(TASK PROMPT) Copy every line of the collection entries below word for word, from the first entry through the last. Leave the pictures out of your copy.

[Collection entries]
--*--
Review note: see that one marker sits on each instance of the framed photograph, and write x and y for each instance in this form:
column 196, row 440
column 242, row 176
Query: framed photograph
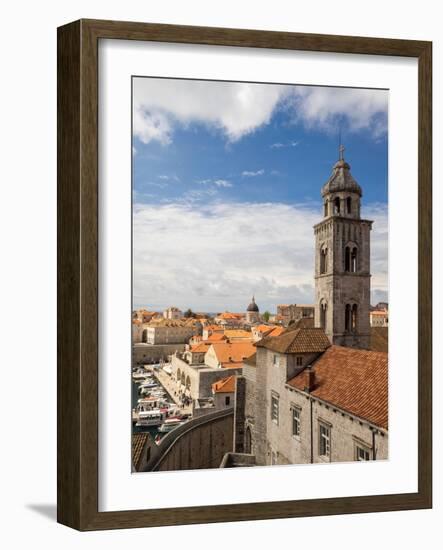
column 244, row 275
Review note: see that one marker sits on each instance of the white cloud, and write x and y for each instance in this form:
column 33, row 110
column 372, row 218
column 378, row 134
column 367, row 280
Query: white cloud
column 249, row 174
column 279, row 145
column 215, row 257
column 222, row 183
column 326, row 108
column 237, row 109
column 168, row 178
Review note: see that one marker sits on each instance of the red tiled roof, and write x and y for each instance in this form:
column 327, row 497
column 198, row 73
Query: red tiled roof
column 301, row 340
column 354, row 380
column 233, row 352
column 202, row 347
column 226, row 385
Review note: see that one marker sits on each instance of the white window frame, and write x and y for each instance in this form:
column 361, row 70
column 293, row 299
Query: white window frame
column 295, row 410
column 326, row 438
column 365, row 449
column 275, row 398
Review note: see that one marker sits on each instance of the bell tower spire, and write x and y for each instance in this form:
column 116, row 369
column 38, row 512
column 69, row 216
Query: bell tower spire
column 342, row 261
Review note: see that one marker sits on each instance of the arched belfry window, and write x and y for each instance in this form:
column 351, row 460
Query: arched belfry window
column 336, row 205
column 351, row 259
column 351, row 317
column 323, row 260
column 348, row 205
column 323, row 315
column 354, row 318
column 347, row 317
column 354, row 260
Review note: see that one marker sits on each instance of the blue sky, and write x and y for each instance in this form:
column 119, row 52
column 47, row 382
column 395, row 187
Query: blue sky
column 226, row 188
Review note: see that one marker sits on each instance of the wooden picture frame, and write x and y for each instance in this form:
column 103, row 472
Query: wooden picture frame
column 78, row 273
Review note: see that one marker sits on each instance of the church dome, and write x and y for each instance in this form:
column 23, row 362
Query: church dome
column 341, row 180
column 252, row 306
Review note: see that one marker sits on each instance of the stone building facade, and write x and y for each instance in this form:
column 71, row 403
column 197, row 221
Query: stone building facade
column 252, row 312
column 315, row 393
column 294, row 312
column 172, row 313
column 342, row 258
column 169, row 332
column 307, row 401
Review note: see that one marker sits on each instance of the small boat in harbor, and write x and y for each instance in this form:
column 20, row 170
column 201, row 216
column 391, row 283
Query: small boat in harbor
column 147, row 419
column 139, row 374
column 170, row 423
column 147, row 386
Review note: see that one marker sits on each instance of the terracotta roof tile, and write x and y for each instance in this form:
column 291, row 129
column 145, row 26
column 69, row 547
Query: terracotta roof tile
--*--
(SOLUTION TO THE PROBLEM)
Review note: see that one marker sits on each instance of the framed photograph, and write x and y for each instance in this form:
column 196, row 440
column 242, row 176
Query: framed photograph
column 244, row 275
Review note: see that one marker sits on each instance of the white cloud, and write x and y for each instance in this form:
column 33, row 110
column 372, row 218
column 378, row 134
column 367, row 280
Query: white cloud
column 249, row 174
column 279, row 145
column 215, row 257
column 222, row 183
column 326, row 108
column 237, row 109
column 168, row 178
Review note: see that one marker sits on each instance of the red tiled roof, and write x and y for each instance in this form:
column 327, row 497
column 198, row 73
Query: red tiled roof
column 301, row 340
column 354, row 380
column 233, row 352
column 202, row 347
column 226, row 385
Review note: see that one marker sits on each instance of the white window frame, and write x and y for each instance in this form:
column 361, row 70
column 293, row 299
Query: white window frame
column 295, row 410
column 326, row 438
column 365, row 449
column 275, row 398
Review note: see that one marker sits on each instance of the bell tower spire, and write x and y for each instance in this form:
column 116, row 369
column 38, row 512
column 69, row 216
Query: bell tower spire
column 342, row 261
Review note: see that one marker sits on each instance of the arched belfry window, and write x and y for each instance in this form:
column 351, row 460
Query: arched belfry window
column 336, row 205
column 351, row 259
column 351, row 317
column 323, row 260
column 348, row 205
column 323, row 315
column 354, row 318
column 347, row 317
column 354, row 260
Review note: see that one marker sits on each instance of the blue sky, and write x and y for each instance in this form:
column 119, row 52
column 47, row 382
column 395, row 187
Query: blue sky
column 226, row 188
Review note: see that one marker sits on each instance of the wooden picture frame, and write x and y for each instance in this form:
column 103, row 472
Query: wooden picture frame
column 78, row 273
Review note: see that one marker sits on each instance of the church dome, and write x and y for each instance in this form:
column 23, row 362
Query: church dome
column 341, row 180
column 252, row 306
Review note: see that one marker sits on each instance of the stone building facade, and write x and y for each instance in this form:
column 71, row 403
column 197, row 221
Query: stone building facade
column 252, row 312
column 315, row 393
column 294, row 312
column 172, row 313
column 342, row 258
column 169, row 332
column 307, row 401
Review note: see that one marker sits on each instance of the small boat in harbor, and write x and y for each instance in this form:
column 20, row 170
column 201, row 216
column 391, row 283
Query: small boat in harbor
column 147, row 419
column 139, row 374
column 170, row 423
column 147, row 386
Review note: see that one marker sits on each instance of the terracotta roof tile, and write x and y for each instance in this form:
column 291, row 129
column 145, row 26
column 69, row 547
Query: terracotta roof tile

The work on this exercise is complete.